▸ **Set exercise**
Write down each entry again, exactly as it reads.

▸ **Data listing**
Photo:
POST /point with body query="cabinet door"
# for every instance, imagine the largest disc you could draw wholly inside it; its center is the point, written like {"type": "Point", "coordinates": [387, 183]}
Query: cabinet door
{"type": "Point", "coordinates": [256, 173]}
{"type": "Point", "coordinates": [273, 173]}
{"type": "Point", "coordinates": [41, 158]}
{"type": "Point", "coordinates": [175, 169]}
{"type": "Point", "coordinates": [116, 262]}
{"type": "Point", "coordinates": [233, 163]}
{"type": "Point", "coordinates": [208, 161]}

▸ **Problem solution**
Photo:
POST /point with body query="cabinet door"
# for every instance, imagine the largest disc you could draw wholly inside it; its center is the point, written like {"type": "Point", "coordinates": [387, 183]}
Query: cabinet door
{"type": "Point", "coordinates": [256, 173]}
{"type": "Point", "coordinates": [273, 173]}
{"type": "Point", "coordinates": [41, 158]}
{"type": "Point", "coordinates": [175, 169]}
{"type": "Point", "coordinates": [116, 262]}
{"type": "Point", "coordinates": [233, 163]}
{"type": "Point", "coordinates": [208, 161]}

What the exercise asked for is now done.